Data lines:
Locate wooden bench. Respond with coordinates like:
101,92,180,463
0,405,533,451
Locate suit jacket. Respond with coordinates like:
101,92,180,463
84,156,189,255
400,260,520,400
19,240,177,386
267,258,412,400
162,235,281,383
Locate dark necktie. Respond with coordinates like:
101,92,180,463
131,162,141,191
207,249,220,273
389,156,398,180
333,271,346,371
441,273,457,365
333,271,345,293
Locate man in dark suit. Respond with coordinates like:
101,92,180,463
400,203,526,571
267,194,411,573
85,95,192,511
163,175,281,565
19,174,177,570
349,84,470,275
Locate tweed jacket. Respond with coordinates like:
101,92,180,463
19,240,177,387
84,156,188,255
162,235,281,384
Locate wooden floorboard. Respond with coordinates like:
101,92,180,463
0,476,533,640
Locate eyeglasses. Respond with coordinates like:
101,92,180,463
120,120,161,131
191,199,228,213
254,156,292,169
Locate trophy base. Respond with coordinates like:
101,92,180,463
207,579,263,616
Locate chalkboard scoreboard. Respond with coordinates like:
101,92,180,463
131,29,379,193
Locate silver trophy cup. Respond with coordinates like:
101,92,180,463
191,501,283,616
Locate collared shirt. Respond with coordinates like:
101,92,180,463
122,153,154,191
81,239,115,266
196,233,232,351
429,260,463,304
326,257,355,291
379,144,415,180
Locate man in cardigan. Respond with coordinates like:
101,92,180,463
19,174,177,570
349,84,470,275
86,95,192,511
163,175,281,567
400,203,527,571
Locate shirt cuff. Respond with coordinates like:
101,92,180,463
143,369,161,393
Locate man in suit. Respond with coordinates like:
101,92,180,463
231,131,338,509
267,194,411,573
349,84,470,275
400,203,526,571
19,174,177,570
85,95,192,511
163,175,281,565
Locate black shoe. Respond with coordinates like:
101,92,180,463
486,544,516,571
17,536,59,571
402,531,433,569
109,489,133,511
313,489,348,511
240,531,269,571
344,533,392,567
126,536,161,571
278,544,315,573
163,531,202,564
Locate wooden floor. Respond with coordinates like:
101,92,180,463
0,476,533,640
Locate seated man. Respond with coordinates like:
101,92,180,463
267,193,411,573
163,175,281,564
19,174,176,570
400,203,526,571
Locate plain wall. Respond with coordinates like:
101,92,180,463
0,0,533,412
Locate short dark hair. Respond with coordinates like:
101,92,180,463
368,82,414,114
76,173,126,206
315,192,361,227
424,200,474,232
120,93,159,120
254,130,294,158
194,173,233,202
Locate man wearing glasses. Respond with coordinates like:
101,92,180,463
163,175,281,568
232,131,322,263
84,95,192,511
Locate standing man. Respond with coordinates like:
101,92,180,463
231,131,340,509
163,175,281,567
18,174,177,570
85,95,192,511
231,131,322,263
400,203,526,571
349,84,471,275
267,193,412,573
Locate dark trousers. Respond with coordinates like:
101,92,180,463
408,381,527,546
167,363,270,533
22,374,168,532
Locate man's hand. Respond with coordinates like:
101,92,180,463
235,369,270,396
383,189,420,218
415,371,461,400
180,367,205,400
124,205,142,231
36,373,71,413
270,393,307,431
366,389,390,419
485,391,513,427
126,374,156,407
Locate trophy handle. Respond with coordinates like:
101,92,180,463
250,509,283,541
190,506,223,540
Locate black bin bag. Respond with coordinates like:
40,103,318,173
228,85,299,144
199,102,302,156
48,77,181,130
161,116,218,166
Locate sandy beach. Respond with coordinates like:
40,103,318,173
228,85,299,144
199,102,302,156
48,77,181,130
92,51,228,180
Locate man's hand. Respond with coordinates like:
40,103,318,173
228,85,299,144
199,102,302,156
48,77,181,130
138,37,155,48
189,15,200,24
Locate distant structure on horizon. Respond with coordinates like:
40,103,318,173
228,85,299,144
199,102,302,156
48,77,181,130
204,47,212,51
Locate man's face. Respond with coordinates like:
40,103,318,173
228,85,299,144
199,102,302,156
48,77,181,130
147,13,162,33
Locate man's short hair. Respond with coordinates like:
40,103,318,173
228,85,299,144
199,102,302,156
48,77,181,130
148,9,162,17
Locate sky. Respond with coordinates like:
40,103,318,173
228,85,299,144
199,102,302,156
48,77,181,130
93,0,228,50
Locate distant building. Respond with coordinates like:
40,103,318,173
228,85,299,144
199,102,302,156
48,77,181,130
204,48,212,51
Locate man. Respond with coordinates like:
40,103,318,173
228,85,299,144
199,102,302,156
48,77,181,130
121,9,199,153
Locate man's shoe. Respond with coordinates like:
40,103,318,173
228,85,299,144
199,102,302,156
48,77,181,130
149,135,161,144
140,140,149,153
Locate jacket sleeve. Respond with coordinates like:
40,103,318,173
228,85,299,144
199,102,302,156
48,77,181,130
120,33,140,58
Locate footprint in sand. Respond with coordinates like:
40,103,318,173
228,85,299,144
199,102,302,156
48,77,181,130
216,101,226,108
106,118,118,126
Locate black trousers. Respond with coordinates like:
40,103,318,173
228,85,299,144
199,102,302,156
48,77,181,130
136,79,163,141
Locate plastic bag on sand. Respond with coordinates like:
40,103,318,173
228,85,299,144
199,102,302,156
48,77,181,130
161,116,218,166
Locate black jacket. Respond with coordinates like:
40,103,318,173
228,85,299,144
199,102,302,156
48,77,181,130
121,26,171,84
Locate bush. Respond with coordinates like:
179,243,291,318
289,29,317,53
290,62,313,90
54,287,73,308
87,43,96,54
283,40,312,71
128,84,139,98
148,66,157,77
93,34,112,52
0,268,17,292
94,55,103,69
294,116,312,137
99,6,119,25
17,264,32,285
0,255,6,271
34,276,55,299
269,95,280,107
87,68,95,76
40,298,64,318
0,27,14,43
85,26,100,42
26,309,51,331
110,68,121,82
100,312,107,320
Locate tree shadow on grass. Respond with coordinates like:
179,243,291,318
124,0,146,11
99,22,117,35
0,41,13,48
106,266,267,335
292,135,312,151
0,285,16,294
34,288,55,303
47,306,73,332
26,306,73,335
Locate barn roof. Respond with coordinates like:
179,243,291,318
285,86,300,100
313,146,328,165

To be done: State how many lines of the material contain the word "short", and give only that number.

Answer to this exercise: 2